* Your objective
Render every line of the listing below as a JSON array of strings, one string per line, and omit any blank lines.

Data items

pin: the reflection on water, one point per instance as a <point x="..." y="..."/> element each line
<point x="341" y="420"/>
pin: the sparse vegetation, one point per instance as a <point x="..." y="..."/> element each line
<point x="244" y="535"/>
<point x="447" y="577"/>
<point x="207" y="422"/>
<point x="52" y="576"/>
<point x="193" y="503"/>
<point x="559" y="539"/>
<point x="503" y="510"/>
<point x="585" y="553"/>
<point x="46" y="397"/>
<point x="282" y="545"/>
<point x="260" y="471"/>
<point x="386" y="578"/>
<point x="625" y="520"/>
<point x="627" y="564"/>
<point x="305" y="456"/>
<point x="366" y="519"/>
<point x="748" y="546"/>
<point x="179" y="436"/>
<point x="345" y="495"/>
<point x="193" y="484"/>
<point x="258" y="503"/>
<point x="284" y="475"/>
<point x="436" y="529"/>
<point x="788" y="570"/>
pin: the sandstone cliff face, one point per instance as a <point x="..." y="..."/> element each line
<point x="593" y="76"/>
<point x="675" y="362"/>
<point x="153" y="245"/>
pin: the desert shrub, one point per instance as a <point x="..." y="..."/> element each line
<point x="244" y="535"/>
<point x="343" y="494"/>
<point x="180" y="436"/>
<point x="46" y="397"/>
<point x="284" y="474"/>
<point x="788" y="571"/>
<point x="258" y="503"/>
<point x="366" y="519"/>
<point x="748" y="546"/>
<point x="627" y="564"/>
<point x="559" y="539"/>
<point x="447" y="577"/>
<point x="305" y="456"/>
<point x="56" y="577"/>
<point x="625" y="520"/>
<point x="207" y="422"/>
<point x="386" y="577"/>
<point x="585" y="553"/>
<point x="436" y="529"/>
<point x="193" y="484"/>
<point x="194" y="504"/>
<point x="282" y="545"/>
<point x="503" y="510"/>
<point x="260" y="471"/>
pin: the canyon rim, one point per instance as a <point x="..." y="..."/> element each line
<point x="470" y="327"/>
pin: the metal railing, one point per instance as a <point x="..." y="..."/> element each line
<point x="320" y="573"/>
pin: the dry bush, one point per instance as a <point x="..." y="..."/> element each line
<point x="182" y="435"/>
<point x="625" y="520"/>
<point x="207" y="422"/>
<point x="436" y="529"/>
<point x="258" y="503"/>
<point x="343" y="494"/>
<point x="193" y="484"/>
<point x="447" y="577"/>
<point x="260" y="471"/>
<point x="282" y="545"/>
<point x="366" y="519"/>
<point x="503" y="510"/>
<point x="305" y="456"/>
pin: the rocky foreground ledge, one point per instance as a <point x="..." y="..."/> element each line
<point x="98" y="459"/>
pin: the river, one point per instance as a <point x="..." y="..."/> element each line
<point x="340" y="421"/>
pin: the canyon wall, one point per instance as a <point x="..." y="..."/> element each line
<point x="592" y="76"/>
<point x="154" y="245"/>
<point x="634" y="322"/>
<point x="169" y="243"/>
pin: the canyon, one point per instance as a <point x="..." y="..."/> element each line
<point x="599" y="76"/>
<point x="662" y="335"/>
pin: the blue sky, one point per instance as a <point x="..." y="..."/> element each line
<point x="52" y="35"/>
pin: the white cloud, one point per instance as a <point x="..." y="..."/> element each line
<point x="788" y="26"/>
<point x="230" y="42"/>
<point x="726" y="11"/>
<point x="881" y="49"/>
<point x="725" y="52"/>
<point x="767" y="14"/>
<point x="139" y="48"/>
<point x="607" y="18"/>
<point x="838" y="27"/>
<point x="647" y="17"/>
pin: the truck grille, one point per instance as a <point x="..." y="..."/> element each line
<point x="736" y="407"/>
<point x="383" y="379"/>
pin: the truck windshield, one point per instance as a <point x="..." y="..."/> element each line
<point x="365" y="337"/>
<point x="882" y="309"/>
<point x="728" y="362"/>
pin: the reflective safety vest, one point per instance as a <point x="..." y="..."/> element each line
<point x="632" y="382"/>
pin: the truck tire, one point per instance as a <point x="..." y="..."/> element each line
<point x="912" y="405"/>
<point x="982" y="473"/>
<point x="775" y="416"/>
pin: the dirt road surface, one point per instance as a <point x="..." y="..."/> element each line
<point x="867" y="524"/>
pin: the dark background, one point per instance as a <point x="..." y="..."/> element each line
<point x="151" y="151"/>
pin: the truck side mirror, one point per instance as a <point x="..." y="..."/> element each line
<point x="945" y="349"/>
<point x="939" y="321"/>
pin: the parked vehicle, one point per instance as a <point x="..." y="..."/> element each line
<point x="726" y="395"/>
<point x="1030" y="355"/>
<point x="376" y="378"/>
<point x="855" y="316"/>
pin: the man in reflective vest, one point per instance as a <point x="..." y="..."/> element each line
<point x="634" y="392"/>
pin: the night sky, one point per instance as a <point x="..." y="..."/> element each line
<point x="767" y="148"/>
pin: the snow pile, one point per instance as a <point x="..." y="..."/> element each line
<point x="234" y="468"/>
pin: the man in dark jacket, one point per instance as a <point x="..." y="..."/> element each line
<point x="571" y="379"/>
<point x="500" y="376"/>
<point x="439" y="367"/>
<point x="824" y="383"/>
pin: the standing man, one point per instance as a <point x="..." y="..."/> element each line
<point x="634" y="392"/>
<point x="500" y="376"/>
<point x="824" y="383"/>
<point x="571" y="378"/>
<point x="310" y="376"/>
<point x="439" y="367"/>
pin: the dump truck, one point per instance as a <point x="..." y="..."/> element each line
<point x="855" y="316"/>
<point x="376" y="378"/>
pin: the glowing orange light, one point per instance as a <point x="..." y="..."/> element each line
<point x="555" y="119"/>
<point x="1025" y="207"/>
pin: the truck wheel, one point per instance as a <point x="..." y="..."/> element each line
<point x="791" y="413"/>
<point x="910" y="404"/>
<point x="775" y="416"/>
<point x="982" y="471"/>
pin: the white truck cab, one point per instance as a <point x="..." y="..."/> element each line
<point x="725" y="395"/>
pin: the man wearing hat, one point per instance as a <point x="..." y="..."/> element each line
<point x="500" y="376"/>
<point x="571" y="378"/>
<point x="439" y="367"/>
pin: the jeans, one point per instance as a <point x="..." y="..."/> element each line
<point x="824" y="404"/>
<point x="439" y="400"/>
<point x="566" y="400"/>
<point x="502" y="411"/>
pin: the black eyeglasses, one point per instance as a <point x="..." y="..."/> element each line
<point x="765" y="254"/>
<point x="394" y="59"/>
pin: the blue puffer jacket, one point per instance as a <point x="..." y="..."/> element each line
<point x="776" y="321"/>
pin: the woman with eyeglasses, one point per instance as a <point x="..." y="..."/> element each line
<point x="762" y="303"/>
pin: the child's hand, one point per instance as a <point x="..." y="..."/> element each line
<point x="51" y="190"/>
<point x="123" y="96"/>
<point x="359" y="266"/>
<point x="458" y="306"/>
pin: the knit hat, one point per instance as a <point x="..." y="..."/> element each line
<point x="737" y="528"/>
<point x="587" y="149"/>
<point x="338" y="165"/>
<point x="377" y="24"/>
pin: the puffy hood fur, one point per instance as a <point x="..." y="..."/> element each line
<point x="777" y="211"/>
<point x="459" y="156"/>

* Written solution
[
  "pin: the reflection on water, one point per instance as a <point x=\"...\" y=\"...\"/> element each line",
  "<point x=\"341\" y=\"420\"/>",
  "pin: the sparse vegetation, one point per instance as a <point x=\"...\" y=\"...\"/> element each line",
  "<point x=\"244\" y=\"535\"/>",
  "<point x=\"447\" y=\"577\"/>",
  "<point x=\"207\" y=\"422\"/>",
  "<point x=\"52\" y=\"576\"/>",
  "<point x=\"193\" y=\"503\"/>",
  "<point x=\"559\" y=\"539\"/>",
  "<point x=\"503\" y=\"510\"/>",
  "<point x=\"585\" y=\"553\"/>",
  "<point x=\"46\" y=\"397\"/>",
  "<point x=\"282\" y=\"545\"/>",
  "<point x=\"260\" y=\"471\"/>",
  "<point x=\"386\" y=\"578\"/>",
  "<point x=\"625\" y=\"520\"/>",
  "<point x=\"627\" y=\"564\"/>",
  "<point x=\"305\" y=\"456\"/>",
  "<point x=\"366\" y=\"519\"/>",
  "<point x=\"748\" y=\"546\"/>",
  "<point x=\"179\" y=\"436\"/>",
  "<point x=\"345\" y=\"495\"/>",
  "<point x=\"193\" y=\"484\"/>",
  "<point x=\"258\" y=\"503\"/>",
  "<point x=\"284\" y=\"475\"/>",
  "<point x=\"436\" y=\"529\"/>",
  "<point x=\"788\" y=\"570\"/>",
  "pin: the sandstone cliff face, one point per instance as a <point x=\"...\" y=\"...\"/> element each line",
  "<point x=\"593\" y=\"76\"/>",
  "<point x=\"675\" y=\"362\"/>",
  "<point x=\"153\" y=\"245\"/>",
  "pin: the desert shrub, one point per instance as a <point x=\"...\" y=\"...\"/> element each line",
  "<point x=\"244\" y=\"535\"/>",
  "<point x=\"343\" y=\"494\"/>",
  "<point x=\"180\" y=\"436\"/>",
  "<point x=\"46\" y=\"397\"/>",
  "<point x=\"284\" y=\"474\"/>",
  "<point x=\"788\" y=\"571\"/>",
  "<point x=\"258\" y=\"503\"/>",
  "<point x=\"366\" y=\"519\"/>",
  "<point x=\"748\" y=\"546\"/>",
  "<point x=\"627\" y=\"564\"/>",
  "<point x=\"559\" y=\"539\"/>",
  "<point x=\"447\" y=\"577\"/>",
  "<point x=\"305\" y=\"456\"/>",
  "<point x=\"56\" y=\"577\"/>",
  "<point x=\"625\" y=\"520\"/>",
  "<point x=\"207\" y=\"422\"/>",
  "<point x=\"386\" y=\"577\"/>",
  "<point x=\"585\" y=\"553\"/>",
  "<point x=\"436\" y=\"529\"/>",
  "<point x=\"193\" y=\"484\"/>",
  "<point x=\"194\" y=\"504\"/>",
  "<point x=\"282\" y=\"545\"/>",
  "<point x=\"503\" y=\"510\"/>",
  "<point x=\"260\" y=\"471\"/>",
  "pin: the canyon rim, one point per instance as a <point x=\"...\" y=\"...\"/> element each line",
  "<point x=\"470\" y=\"327\"/>",
  "pin: the metal railing, one point per instance as a <point x=\"...\" y=\"...\"/> element each line",
  "<point x=\"320\" y=\"573\"/>",
  "pin: the dry bush, one point per instance as a <point x=\"...\" y=\"...\"/> element each line",
  "<point x=\"182\" y=\"435\"/>",
  "<point x=\"625\" y=\"520\"/>",
  "<point x=\"207\" y=\"422\"/>",
  "<point x=\"436\" y=\"529\"/>",
  "<point x=\"258\" y=\"503\"/>",
  "<point x=\"343\" y=\"494\"/>",
  "<point x=\"193\" y=\"484\"/>",
  "<point x=\"447\" y=\"577\"/>",
  "<point x=\"260\" y=\"471\"/>",
  "<point x=\"282\" y=\"545\"/>",
  "<point x=\"366\" y=\"519\"/>",
  "<point x=\"503\" y=\"510\"/>",
  "<point x=\"305\" y=\"456\"/>",
  "pin: the rocky foreground ledge, one point per instance as a <point x=\"...\" y=\"...\"/> element each line",
  "<point x=\"98\" y=\"459\"/>",
  "pin: the river, one point per instance as a <point x=\"...\" y=\"...\"/> element each line",
  "<point x=\"340\" y=\"421\"/>",
  "pin: the canyon wall, one point per instance as a <point x=\"...\" y=\"...\"/> element each line",
  "<point x=\"592\" y=\"76\"/>",
  "<point x=\"154\" y=\"245\"/>",
  "<point x=\"634\" y=\"322\"/>",
  "<point x=\"169\" y=\"243\"/>",
  "pin: the canyon, one point per instance as a <point x=\"...\" y=\"...\"/> element each line",
  "<point x=\"599\" y=\"76\"/>",
  "<point x=\"662\" y=\"335\"/>",
  "pin: the blue sky, one point per instance as a <point x=\"...\" y=\"...\"/> element each line",
  "<point x=\"52\" y=\"35\"/>",
  "pin: the white cloud, one point per instance as a <point x=\"...\" y=\"...\"/> element each line",
  "<point x=\"788\" y=\"26\"/>",
  "<point x=\"230\" y=\"42\"/>",
  "<point x=\"726\" y=\"11\"/>",
  "<point x=\"881\" y=\"49\"/>",
  "<point x=\"725\" y=\"52\"/>",
  "<point x=\"767\" y=\"14\"/>",
  "<point x=\"139\" y=\"48\"/>",
  "<point x=\"607\" y=\"18\"/>",
  "<point x=\"838\" y=\"27\"/>",
  "<point x=\"647\" y=\"17\"/>",
  "pin: the truck grille, one point per instance as a <point x=\"...\" y=\"...\"/> element each line",
  "<point x=\"736\" y=\"407\"/>",
  "<point x=\"383\" y=\"379\"/>",
  "pin: the truck windshield, one point per instance as a <point x=\"...\" y=\"...\"/> element each line",
  "<point x=\"365\" y=\"337\"/>",
  "<point x=\"882\" y=\"309\"/>",
  "<point x=\"728\" y=\"362\"/>",
  "pin: the reflective safety vest, one point per instance as a <point x=\"...\" y=\"...\"/> element each line",
  "<point x=\"632\" y=\"382\"/>",
  "pin: the truck tire, one point per instance as a <point x=\"...\" y=\"...\"/> element each line",
  "<point x=\"912\" y=\"405\"/>",
  "<point x=\"982\" y=\"473\"/>",
  "<point x=\"775\" y=\"416\"/>",
  "pin: the dirt road surface, one point per instance as a <point x=\"...\" y=\"...\"/> element each line",
  "<point x=\"867\" y=\"524\"/>",
  "pin: the dark background, one point per instance as a <point x=\"...\" y=\"...\"/> element each line",
  "<point x=\"151\" y=\"151\"/>",
  "pin: the truck side mirror, one point per instance as a <point x=\"...\" y=\"...\"/> element each line",
  "<point x=\"945\" y=\"349\"/>",
  "<point x=\"939\" y=\"321\"/>",
  "pin: the parked vehicle, one point per instance as a <point x=\"...\" y=\"...\"/> element each line",
  "<point x=\"726\" y=\"395\"/>",
  "<point x=\"1030\" y=\"355\"/>",
  "<point x=\"376\" y=\"378\"/>",
  "<point x=\"855\" y=\"316\"/>",
  "pin: the man in reflective vest, one point per instance as a <point x=\"...\" y=\"...\"/> element each line",
  "<point x=\"634\" y=\"392\"/>",
  "pin: the night sky, one point per instance as a <point x=\"...\" y=\"...\"/> element each line",
  "<point x=\"767\" y=\"148\"/>",
  "pin: the snow pile, one point per instance as a <point x=\"...\" y=\"...\"/> element each line",
  "<point x=\"234\" y=\"468\"/>",
  "pin: the man in dark jacket, one point per instance as a <point x=\"...\" y=\"...\"/> element each line",
  "<point x=\"571\" y=\"379\"/>",
  "<point x=\"500\" y=\"376\"/>",
  "<point x=\"439\" y=\"367\"/>",
  "<point x=\"824\" y=\"383\"/>",
  "pin: the standing man, one point per instance as a <point x=\"...\" y=\"...\"/> element each line",
  "<point x=\"634\" y=\"392\"/>",
  "<point x=\"500\" y=\"376\"/>",
  "<point x=\"824\" y=\"383\"/>",
  "<point x=\"571\" y=\"378\"/>",
  "<point x=\"310\" y=\"376\"/>",
  "<point x=\"439\" y=\"367\"/>",
  "pin: the dump truck, one point per instance as a <point x=\"...\" y=\"...\"/> element each line",
  "<point x=\"855\" y=\"316\"/>",
  "<point x=\"376\" y=\"378\"/>",
  "pin: the glowing orange light, one point per instance as a <point x=\"...\" y=\"...\"/> element each line",
  "<point x=\"555\" y=\"119\"/>",
  "<point x=\"1025\" y=\"207\"/>",
  "pin: the truck wheel, one point per instance as a <point x=\"...\" y=\"...\"/> element each line",
  "<point x=\"791\" y=\"413\"/>",
  "<point x=\"910\" y=\"404\"/>",
  "<point x=\"775\" y=\"416\"/>",
  "<point x=\"982\" y=\"471\"/>",
  "pin: the white truck cab, one point per instance as a <point x=\"...\" y=\"...\"/> element each line",
  "<point x=\"725\" y=\"395\"/>",
  "pin: the man wearing hat, one point per instance as a <point x=\"...\" y=\"...\"/> element each line",
  "<point x=\"500\" y=\"376\"/>",
  "<point x=\"571\" y=\"378\"/>",
  "<point x=\"439\" y=\"367\"/>",
  "pin: the jeans, one point per instance as a <point x=\"...\" y=\"...\"/> element each line",
  "<point x=\"824\" y=\"404\"/>",
  "<point x=\"439\" y=\"400\"/>",
  "<point x=\"566\" y=\"400\"/>",
  "<point x=\"502\" y=\"411\"/>",
  "pin: the black eyeglasses, one point per instance as a <point x=\"...\" y=\"...\"/> element each line",
  "<point x=\"765\" y=\"254\"/>",
  "<point x=\"394\" y=\"59\"/>",
  "pin: the blue puffer jacket, one point per instance as a <point x=\"...\" y=\"...\"/> element each line",
  "<point x=\"776\" y=\"321\"/>",
  "pin: the woman with eyeglasses, one point per instance as a <point x=\"...\" y=\"...\"/> element each line",
  "<point x=\"762\" y=\"303\"/>",
  "pin: the child's hand, one point per instance as a <point x=\"...\" y=\"...\"/> element each line",
  "<point x=\"51\" y=\"190\"/>",
  "<point x=\"123\" y=\"96\"/>",
  "<point x=\"359\" y=\"266\"/>",
  "<point x=\"458\" y=\"306\"/>",
  "pin: the knit hat, one point per instance as a <point x=\"...\" y=\"...\"/> element each line",
  "<point x=\"737\" y=\"528\"/>",
  "<point x=\"587\" y=\"149\"/>",
  "<point x=\"338\" y=\"165\"/>",
  "<point x=\"377\" y=\"24\"/>",
  "pin: the puffy hood fur, one point per instance as a <point x=\"...\" y=\"...\"/> element each line",
  "<point x=\"777\" y=\"211\"/>",
  "<point x=\"459\" y=\"156\"/>"
]